What is being asked ::
List every line in the listing below that contains the string "cloud" and copy each such line in full. Case matters.
►
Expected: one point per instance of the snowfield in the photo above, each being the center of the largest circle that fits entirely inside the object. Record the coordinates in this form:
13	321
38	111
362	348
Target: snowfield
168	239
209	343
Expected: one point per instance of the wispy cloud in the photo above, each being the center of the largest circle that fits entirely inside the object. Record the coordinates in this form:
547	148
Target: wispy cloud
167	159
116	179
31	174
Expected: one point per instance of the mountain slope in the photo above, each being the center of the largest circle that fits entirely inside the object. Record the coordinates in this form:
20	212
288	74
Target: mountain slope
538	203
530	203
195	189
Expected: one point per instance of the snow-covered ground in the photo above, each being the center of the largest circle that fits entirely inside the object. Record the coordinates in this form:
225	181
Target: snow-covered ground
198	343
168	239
◄
►
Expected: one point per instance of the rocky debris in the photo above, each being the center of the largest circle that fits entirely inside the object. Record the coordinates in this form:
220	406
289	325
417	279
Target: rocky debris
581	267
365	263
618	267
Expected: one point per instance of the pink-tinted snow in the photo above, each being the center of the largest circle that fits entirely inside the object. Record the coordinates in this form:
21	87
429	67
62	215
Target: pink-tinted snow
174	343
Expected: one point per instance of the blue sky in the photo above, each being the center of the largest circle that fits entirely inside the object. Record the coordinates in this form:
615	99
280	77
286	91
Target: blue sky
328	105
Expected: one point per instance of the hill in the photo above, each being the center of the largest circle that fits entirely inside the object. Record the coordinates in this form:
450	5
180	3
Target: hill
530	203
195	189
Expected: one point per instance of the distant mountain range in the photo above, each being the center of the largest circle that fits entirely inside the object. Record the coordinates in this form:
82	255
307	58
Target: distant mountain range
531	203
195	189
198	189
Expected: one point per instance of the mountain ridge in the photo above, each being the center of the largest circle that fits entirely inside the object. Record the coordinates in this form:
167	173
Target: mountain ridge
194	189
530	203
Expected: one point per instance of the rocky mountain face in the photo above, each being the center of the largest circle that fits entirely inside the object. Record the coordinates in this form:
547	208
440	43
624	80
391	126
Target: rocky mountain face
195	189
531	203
◄
►
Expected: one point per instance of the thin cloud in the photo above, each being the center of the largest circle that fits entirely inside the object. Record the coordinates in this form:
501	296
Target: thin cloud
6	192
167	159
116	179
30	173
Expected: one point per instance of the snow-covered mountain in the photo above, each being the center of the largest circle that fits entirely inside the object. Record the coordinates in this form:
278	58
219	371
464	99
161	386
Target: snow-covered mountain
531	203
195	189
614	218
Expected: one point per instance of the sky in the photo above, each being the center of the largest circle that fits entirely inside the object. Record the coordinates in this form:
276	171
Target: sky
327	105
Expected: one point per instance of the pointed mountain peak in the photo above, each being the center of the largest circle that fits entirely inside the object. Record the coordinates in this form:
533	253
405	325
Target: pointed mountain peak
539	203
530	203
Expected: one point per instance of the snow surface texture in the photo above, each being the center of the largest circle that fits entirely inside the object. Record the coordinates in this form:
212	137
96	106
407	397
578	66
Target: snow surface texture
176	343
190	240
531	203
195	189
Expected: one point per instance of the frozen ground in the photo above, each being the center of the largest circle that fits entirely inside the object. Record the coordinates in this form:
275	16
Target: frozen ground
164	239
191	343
◄
Completed task ::
Expected: one point per instance of the wispy cloud in the photo above, each being the center of the largest circle that fits entirely inside the object. Record the coordinates in this form:
Target: wispy cloud
Expected: one point per instance of the thin cloud in the photo above, each being the center of the largest circle that fits entirely inside the object. Record the coordinates in this form:
Target: thin cloud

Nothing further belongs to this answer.